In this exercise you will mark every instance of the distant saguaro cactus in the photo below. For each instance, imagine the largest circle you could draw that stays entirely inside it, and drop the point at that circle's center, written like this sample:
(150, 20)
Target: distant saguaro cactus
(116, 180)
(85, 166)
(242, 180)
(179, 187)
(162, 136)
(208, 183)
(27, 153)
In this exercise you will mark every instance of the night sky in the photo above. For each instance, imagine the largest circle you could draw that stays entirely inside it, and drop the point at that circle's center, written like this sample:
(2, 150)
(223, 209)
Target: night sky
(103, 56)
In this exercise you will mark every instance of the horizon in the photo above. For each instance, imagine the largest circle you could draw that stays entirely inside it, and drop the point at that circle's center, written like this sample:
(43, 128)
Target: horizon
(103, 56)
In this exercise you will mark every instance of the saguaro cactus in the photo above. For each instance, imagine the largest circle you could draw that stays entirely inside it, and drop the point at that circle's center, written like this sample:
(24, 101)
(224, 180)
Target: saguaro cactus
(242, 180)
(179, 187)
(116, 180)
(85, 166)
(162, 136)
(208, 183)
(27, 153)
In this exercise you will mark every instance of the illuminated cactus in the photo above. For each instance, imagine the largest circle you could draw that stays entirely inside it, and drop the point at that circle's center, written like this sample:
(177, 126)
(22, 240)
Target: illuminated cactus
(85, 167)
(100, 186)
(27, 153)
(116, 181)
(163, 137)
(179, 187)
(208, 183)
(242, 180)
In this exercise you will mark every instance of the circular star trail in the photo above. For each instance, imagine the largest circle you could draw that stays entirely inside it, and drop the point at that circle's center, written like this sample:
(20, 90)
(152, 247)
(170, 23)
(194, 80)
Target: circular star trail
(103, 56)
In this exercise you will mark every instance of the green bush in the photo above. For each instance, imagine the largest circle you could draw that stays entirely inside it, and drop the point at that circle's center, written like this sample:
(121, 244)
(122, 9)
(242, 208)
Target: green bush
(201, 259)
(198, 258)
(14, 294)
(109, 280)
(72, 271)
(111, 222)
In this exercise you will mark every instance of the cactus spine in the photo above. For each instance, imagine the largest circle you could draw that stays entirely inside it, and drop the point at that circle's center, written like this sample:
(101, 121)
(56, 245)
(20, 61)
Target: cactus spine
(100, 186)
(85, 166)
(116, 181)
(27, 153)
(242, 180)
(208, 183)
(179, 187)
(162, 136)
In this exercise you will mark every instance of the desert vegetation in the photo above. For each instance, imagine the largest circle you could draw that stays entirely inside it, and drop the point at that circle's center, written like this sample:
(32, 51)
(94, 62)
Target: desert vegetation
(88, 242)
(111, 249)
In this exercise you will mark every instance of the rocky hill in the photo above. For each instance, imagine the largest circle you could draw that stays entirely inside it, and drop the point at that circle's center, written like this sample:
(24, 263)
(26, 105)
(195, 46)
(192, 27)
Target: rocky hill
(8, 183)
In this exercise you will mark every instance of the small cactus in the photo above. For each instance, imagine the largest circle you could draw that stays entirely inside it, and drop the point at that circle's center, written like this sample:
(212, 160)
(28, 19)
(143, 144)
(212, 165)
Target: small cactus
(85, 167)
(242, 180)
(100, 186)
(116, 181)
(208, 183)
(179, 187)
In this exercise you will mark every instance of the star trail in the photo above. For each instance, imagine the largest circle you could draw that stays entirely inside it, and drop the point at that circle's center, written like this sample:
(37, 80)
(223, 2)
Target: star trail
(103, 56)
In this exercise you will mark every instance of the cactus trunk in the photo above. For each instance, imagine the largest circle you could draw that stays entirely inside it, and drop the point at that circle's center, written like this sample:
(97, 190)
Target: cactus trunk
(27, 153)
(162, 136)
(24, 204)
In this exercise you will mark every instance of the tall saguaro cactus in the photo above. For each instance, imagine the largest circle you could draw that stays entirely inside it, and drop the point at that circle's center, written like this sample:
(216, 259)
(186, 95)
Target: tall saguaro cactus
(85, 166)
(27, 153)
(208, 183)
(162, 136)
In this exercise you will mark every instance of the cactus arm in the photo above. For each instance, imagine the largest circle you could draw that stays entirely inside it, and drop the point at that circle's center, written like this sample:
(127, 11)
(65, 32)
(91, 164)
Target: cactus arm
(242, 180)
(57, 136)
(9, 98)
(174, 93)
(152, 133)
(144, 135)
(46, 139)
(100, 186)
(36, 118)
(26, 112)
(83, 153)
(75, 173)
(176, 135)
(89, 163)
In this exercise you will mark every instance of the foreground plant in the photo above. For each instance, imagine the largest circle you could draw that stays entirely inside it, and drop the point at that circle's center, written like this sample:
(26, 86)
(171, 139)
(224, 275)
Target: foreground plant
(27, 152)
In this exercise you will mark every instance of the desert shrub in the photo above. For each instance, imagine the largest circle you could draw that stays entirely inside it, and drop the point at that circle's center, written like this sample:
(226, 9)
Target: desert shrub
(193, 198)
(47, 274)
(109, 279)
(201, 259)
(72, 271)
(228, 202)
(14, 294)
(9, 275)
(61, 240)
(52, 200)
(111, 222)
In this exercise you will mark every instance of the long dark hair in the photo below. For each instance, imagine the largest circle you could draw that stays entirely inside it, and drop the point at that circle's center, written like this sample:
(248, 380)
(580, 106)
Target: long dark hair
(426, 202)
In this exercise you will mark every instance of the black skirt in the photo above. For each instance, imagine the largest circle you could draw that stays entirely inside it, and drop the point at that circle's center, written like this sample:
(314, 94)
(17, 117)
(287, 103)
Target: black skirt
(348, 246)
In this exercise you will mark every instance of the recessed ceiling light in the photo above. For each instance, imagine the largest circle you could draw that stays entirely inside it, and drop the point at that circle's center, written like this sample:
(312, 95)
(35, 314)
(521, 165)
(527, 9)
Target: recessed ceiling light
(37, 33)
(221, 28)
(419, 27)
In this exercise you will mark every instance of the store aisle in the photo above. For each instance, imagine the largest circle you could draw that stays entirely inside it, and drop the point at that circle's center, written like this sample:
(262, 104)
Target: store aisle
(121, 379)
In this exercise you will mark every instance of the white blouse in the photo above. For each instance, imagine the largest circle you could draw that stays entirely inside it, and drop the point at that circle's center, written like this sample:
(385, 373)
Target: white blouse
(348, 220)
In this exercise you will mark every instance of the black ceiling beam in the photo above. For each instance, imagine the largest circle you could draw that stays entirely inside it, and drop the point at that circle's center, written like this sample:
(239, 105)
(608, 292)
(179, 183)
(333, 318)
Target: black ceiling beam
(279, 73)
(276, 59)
= = = = =
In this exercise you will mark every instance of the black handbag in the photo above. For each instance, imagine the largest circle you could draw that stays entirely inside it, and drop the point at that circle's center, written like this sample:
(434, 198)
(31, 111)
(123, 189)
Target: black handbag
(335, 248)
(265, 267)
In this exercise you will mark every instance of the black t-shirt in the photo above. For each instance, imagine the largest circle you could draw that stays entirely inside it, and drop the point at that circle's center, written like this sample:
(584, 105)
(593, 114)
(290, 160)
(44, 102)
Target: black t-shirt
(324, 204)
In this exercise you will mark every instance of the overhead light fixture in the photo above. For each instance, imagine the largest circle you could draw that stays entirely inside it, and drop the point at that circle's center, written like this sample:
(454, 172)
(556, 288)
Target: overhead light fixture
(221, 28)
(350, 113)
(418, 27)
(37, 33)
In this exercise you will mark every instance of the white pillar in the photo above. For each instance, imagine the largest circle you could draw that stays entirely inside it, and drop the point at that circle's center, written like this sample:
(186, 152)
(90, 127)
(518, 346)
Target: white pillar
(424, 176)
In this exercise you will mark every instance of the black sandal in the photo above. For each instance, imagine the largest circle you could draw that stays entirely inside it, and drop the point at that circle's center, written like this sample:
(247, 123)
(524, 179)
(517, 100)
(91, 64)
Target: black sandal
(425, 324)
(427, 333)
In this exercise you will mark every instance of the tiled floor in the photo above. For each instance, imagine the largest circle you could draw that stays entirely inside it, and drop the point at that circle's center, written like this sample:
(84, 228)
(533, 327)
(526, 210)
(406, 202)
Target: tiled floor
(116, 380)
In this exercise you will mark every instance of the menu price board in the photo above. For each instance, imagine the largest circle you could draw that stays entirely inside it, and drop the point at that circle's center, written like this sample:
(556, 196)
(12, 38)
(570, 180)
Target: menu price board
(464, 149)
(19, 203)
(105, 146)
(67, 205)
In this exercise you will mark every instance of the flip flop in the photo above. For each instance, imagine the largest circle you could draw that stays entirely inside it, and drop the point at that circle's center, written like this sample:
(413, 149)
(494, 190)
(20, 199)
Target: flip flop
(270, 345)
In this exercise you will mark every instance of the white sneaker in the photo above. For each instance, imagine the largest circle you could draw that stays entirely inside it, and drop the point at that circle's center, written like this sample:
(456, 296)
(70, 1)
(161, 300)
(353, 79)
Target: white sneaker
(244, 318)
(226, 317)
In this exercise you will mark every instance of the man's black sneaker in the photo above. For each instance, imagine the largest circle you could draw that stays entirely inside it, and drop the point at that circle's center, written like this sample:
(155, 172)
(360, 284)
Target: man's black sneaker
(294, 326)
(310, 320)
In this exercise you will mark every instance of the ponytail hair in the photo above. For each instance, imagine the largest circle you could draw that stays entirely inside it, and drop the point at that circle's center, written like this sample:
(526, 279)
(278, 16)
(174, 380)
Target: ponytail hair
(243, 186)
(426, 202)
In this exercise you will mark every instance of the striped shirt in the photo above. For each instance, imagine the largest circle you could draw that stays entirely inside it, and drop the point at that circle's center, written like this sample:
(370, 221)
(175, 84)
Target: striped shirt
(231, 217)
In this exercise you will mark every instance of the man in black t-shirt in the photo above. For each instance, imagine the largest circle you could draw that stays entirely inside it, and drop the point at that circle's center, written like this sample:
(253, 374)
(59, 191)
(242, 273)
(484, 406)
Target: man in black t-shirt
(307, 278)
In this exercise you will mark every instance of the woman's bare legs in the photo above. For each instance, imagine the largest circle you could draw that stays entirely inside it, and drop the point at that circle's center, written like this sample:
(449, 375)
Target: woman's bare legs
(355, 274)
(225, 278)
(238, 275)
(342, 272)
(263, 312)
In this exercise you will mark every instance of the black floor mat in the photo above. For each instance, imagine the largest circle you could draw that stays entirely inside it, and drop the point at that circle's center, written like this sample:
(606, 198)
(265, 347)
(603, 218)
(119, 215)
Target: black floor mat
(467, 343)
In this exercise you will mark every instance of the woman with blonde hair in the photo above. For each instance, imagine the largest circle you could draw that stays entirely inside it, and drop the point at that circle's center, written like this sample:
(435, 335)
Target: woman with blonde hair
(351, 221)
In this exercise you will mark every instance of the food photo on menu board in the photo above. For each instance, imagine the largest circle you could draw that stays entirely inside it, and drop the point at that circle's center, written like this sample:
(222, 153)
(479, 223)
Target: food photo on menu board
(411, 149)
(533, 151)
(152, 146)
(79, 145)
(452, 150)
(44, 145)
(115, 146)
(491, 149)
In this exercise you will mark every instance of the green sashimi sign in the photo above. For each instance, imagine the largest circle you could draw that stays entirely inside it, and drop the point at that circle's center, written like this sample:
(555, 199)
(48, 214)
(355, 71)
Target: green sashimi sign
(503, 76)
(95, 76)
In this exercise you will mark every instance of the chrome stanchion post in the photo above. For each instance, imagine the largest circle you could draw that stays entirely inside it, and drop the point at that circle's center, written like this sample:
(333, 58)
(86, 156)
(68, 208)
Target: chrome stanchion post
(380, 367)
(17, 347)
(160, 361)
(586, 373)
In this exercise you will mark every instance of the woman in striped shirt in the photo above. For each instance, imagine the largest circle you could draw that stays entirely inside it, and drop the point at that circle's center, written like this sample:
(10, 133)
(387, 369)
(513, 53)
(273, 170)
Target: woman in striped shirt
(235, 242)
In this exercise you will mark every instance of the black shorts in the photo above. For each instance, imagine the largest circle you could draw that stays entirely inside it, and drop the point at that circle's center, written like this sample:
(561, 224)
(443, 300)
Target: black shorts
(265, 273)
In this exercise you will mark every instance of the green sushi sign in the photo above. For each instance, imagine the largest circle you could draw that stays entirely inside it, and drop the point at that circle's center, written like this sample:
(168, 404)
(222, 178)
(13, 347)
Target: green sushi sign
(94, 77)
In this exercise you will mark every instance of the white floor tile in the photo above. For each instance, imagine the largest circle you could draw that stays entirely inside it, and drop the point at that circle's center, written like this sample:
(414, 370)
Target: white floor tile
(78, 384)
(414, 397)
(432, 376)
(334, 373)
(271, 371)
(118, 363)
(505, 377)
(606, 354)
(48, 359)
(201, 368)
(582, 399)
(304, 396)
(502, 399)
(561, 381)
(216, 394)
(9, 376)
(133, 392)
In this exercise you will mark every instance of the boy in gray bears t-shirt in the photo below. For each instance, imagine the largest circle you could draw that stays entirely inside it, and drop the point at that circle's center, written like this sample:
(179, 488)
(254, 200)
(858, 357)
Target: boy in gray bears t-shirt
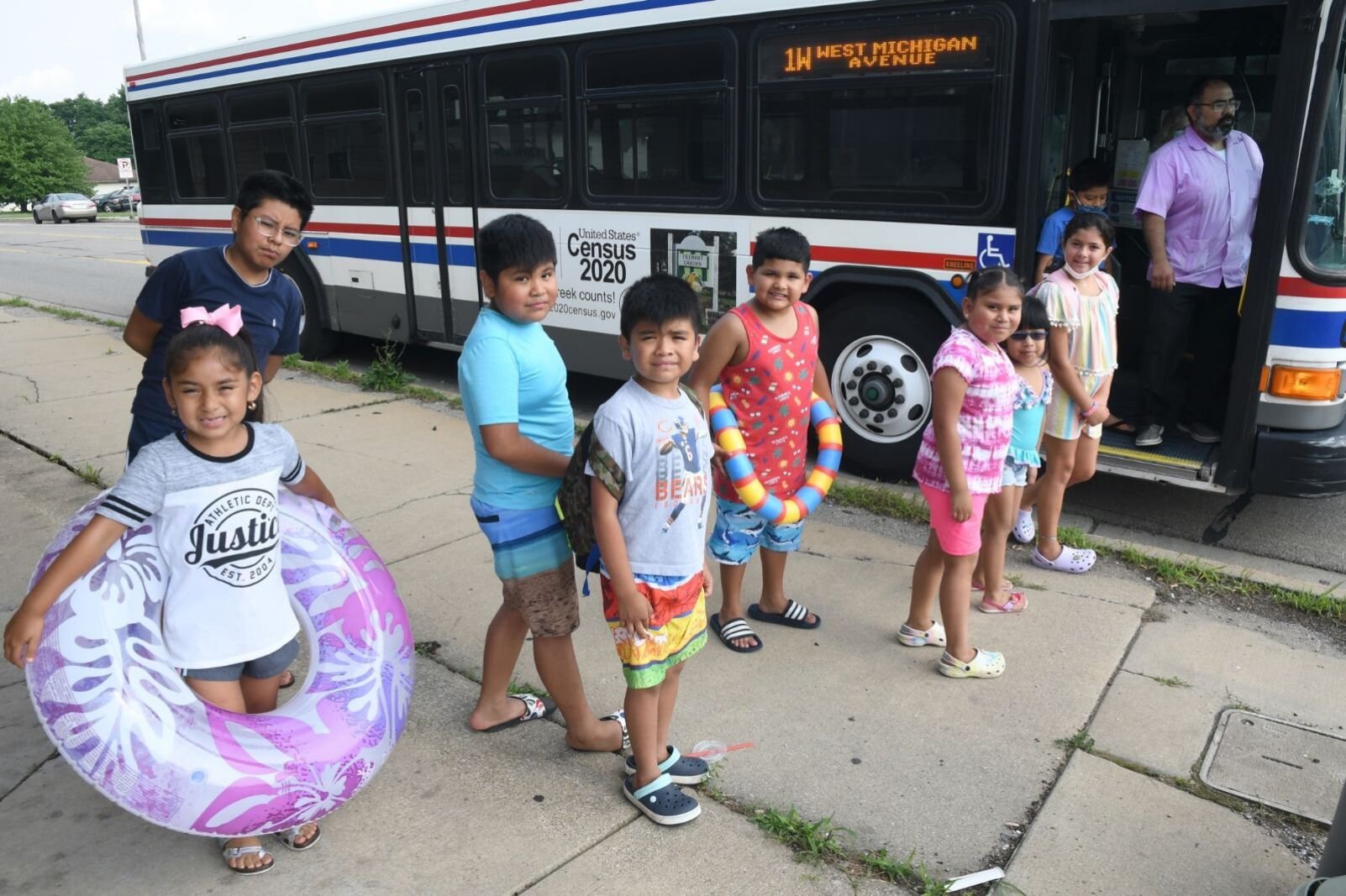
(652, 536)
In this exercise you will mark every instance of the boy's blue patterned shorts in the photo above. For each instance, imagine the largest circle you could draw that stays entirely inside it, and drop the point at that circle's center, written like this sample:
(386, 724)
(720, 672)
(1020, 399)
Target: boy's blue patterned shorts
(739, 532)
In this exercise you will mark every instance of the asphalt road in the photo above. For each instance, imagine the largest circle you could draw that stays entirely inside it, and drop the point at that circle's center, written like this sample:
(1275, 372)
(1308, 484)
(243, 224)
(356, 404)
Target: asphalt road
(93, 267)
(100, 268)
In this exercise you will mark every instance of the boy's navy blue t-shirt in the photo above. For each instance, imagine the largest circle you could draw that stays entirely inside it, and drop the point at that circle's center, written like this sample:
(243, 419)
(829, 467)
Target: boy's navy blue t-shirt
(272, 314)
= = = = =
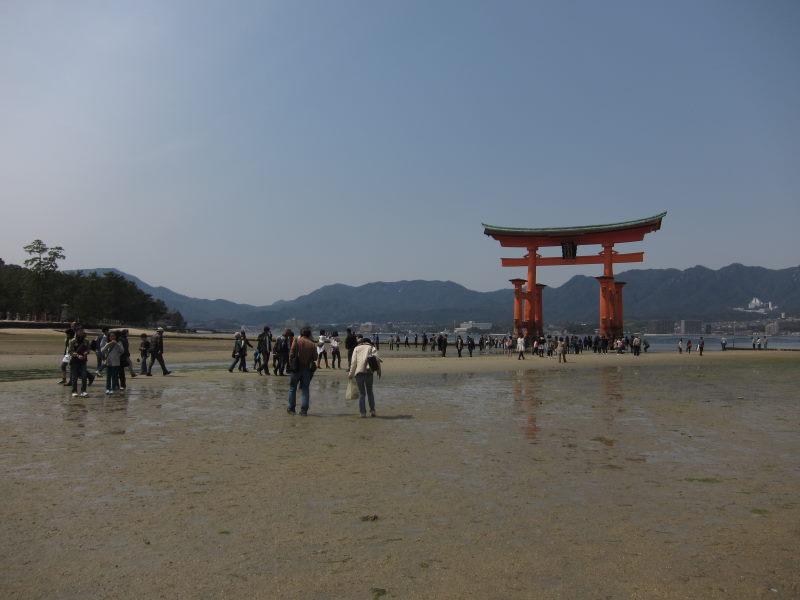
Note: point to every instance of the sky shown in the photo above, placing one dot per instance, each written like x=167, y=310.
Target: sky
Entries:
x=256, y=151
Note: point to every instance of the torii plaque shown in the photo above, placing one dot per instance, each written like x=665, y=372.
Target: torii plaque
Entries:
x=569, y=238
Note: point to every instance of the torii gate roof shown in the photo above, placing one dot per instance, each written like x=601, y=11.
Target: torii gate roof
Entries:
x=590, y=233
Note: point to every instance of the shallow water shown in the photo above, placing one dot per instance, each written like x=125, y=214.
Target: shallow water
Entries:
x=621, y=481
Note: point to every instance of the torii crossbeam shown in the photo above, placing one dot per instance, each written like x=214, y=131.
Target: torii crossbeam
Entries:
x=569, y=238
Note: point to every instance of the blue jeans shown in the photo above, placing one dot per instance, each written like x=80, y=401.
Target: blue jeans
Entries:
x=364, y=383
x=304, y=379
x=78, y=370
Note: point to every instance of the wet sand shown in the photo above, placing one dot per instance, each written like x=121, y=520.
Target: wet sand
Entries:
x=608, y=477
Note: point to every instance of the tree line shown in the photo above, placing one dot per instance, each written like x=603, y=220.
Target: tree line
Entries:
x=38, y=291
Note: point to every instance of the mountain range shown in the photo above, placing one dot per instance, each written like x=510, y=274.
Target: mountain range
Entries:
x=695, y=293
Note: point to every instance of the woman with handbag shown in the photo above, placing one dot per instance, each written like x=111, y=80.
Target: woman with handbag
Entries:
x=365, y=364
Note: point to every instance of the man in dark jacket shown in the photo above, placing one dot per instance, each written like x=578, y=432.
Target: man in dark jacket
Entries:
= = = = =
## EXERCISE BRIEF
In the records above, locate the lines holding the word "shown". Copy each of them.

## RESPONSE
Note: point to every instance of the sky shown in the photo above, placing one dot per instance, each written like x=167, y=310.
Note: point to every instance of the torii plaque shown in the photo above, placing one dot per instance, each written like x=665, y=372.
Note: point to every instance of the torii gate roof shown in the photo above, placing one dot per instance, each written like x=601, y=11.
Note: point to every instance of the shallow water shown in the photo above, placing one dot per instance, each written like x=125, y=214.
Note: point to every instance of the torii crossbeam shown in the photo above, placing one dot per instance, each written like x=214, y=131.
Note: point to every instance of the blue jeans shown in the photo above, placing one dot per instance, each written like x=80, y=401.
Note: point to every instance of the wet sand shown in the photo above, placing one dot per instance, each written like x=121, y=520.
Note: point to every instance of the tree line shown in the photo above, placing one dot per instance, each written like x=603, y=220.
Note: point to every instance of the mountain range shown in the photo above, placing one dot per instance, each written like x=510, y=274.
Note: point to every instance of the woman with handbag shown in the photo above, placing one dot per instance, each written like x=111, y=80.
Note: point to every instance of the man in dark jacket shown in the photo above, placing one dot per instance, each written like x=578, y=432.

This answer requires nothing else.